Exercise details.
Copy nothing but the lines below running from the line containing "box: [279, 105, 331, 131]" through the line containing "negative clicks: (339, 95) (331, 74)", both end lines included.

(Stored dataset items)
>>>>

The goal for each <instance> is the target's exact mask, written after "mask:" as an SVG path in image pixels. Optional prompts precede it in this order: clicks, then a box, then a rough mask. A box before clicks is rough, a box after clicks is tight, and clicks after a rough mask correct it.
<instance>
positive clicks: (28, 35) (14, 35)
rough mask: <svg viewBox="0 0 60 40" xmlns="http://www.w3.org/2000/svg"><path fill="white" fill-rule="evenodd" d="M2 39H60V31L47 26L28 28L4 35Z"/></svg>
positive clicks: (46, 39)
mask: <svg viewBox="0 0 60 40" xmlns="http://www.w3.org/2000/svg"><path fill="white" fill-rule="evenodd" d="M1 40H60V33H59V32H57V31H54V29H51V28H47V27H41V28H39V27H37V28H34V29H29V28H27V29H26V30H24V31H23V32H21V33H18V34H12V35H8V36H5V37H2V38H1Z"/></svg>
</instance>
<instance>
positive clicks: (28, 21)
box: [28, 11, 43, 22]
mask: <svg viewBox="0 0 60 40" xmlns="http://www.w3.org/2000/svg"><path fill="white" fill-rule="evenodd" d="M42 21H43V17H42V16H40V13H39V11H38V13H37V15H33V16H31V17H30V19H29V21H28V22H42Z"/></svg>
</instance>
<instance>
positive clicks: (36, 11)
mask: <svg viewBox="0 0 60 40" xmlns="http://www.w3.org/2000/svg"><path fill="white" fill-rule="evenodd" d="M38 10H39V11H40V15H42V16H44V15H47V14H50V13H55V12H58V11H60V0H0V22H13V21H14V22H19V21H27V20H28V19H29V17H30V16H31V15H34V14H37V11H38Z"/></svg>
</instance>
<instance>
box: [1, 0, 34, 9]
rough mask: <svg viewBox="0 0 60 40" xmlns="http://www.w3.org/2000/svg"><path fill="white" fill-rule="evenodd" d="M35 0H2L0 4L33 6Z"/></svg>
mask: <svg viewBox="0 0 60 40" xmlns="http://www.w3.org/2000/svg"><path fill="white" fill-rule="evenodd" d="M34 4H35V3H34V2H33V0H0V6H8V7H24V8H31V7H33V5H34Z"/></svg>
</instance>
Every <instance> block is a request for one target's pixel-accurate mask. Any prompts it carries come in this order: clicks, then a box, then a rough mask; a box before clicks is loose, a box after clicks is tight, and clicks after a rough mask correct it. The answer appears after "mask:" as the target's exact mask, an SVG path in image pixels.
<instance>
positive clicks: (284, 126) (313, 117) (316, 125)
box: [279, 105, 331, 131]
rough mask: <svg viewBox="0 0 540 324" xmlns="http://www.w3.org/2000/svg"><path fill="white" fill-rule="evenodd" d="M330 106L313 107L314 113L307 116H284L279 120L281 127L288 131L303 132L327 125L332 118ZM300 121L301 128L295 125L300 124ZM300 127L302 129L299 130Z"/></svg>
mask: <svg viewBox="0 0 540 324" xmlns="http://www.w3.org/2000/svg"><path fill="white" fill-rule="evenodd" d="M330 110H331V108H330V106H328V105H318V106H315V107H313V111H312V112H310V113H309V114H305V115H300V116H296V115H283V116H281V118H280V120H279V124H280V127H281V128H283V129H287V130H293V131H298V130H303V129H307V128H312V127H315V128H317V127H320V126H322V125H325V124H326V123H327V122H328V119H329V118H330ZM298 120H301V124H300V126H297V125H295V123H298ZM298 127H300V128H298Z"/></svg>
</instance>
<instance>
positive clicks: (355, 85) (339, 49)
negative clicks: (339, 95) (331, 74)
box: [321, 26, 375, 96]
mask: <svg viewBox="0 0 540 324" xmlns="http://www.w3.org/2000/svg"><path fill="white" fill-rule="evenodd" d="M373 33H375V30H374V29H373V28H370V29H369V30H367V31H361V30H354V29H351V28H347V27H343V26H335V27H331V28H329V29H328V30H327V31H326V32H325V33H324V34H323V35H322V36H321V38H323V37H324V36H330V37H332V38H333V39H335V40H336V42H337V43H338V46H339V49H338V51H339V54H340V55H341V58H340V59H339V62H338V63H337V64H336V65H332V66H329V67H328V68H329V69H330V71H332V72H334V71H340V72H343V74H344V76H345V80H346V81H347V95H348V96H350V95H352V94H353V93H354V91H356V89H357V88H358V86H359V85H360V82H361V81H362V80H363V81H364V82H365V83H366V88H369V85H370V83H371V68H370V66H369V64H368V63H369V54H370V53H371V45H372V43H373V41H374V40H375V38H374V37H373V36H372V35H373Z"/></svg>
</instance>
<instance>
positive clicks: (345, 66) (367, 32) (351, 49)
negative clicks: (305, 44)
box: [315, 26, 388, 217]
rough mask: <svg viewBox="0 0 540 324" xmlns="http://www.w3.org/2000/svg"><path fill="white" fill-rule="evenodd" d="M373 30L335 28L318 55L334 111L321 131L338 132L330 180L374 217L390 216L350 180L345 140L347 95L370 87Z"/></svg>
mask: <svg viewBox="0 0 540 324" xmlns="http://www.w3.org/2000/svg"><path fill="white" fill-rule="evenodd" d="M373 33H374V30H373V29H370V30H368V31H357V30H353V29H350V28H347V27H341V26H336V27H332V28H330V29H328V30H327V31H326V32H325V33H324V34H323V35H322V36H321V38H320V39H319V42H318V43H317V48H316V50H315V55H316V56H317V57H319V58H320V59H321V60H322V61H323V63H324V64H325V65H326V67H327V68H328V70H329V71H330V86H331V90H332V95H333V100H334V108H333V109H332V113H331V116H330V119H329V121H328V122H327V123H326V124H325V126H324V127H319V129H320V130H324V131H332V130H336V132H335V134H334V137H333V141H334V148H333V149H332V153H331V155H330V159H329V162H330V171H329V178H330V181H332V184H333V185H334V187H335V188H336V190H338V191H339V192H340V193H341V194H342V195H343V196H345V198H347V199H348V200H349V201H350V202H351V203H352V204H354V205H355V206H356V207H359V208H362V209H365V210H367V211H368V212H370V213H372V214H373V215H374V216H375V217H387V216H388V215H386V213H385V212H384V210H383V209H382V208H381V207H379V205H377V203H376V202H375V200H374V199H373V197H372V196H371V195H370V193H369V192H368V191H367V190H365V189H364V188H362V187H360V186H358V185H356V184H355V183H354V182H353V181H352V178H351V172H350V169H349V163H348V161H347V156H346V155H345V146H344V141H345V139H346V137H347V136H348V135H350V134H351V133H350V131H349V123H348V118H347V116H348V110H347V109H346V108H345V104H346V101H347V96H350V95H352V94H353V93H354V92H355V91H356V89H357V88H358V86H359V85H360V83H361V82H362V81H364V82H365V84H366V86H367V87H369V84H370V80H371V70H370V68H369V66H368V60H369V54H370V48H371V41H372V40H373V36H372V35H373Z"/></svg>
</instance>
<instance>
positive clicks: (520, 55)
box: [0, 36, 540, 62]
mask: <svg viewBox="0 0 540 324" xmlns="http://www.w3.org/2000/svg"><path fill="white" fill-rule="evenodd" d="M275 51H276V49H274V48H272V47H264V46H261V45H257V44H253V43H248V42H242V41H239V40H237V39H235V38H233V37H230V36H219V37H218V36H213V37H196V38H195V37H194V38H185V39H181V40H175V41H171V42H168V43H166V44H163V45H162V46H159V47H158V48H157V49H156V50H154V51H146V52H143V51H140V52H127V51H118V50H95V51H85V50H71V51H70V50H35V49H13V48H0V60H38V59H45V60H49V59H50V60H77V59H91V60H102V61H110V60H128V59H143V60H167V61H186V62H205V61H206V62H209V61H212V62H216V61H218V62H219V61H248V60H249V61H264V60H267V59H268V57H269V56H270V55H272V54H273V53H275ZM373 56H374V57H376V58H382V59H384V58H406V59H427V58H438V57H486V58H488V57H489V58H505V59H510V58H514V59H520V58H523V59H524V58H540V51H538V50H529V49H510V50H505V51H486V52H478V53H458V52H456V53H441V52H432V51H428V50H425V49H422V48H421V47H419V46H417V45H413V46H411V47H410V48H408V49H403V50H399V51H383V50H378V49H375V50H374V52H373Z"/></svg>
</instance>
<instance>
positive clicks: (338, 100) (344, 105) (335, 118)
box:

<<<<

Expected answer.
box: [279, 105, 331, 131]
rough mask: <svg viewBox="0 0 540 324" xmlns="http://www.w3.org/2000/svg"><path fill="white" fill-rule="evenodd" d="M330 106L313 107L314 113L307 116H284L279 120L281 127L288 131L303 132L327 125L332 118ZM300 121L301 128L295 125L300 124ZM300 127L302 129L299 130Z"/></svg>
mask: <svg viewBox="0 0 540 324" xmlns="http://www.w3.org/2000/svg"><path fill="white" fill-rule="evenodd" d="M330 110H331V108H330V106H328V105H318V106H315V107H313V111H312V112H310V113H309V114H305V115H300V116H296V115H283V116H281V118H280V120H279V124H280V127H281V128H283V129H287V130H293V131H298V130H303V129H307V128H312V127H315V128H317V127H320V126H322V125H325V124H326V123H327V122H328V119H329V118H330ZM298 120H301V124H300V126H297V125H295V123H298ZM298 127H300V128H298Z"/></svg>
</instance>
<instance>
positive clicks: (355, 85) (339, 49)
negative clicks: (339, 95) (331, 74)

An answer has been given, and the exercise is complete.